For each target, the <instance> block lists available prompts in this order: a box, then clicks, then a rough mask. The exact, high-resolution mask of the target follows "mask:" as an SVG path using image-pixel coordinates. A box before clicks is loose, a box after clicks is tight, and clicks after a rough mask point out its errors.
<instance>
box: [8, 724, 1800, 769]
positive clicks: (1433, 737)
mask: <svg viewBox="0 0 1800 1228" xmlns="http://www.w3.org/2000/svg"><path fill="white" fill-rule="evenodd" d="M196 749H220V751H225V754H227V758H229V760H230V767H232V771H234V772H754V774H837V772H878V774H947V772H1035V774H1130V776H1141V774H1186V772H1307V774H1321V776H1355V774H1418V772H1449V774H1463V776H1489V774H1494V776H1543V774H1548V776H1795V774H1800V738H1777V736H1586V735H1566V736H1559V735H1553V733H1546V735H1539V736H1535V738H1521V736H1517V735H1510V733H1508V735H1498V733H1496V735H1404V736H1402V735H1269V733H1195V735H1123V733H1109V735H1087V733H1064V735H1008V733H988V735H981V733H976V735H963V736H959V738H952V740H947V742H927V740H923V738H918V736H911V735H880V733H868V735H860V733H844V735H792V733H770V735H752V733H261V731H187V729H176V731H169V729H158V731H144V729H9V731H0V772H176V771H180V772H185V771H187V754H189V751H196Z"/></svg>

########

## Task objective
Please copy the items above character for character, with every line unchanged.

## Solution for this task
For each target, the <instance> block lists available prompts in this order: a box, then clicks, then a rough mask. The exact, high-resolution mask of the target follows "mask:" as an SVG path using image-pixel coordinates. A box before clicks is loose, a box after clicks is tight, and clicks after a rough mask point out its errors.
<instance>
box: [8, 724, 1800, 769]
positive clicks: (1433, 737)
mask: <svg viewBox="0 0 1800 1228" xmlns="http://www.w3.org/2000/svg"><path fill="white" fill-rule="evenodd" d="M196 749H220V751H225V754H227V758H229V760H230V767H232V771H234V772H754V774H837V772H878V774H947V772H1035V774H1130V776H1141V774H1186V772H1307V774H1321V776H1355V774H1418V772H1449V774H1463V776H1489V774H1494V776H1543V774H1548V776H1795V774H1800V738H1777V736H1586V735H1566V736H1559V735H1553V733H1546V735H1539V736H1535V738H1521V736H1517V735H1510V733H1508V735H1498V733H1496V735H1404V736H1402V735H1269V733H1195V735H1123V733H1109V735H1087V733H1064V735H1008V733H988V735H981V733H976V735H963V736H959V738H952V740H947V742H927V740H923V738H918V736H911V735H880V733H868V735H860V733H844V735H792V733H770V735H752V733H261V731H187V729H176V731H169V729H158V731H144V729H9V731H0V772H176V771H180V772H185V771H187V754H189V751H196Z"/></svg>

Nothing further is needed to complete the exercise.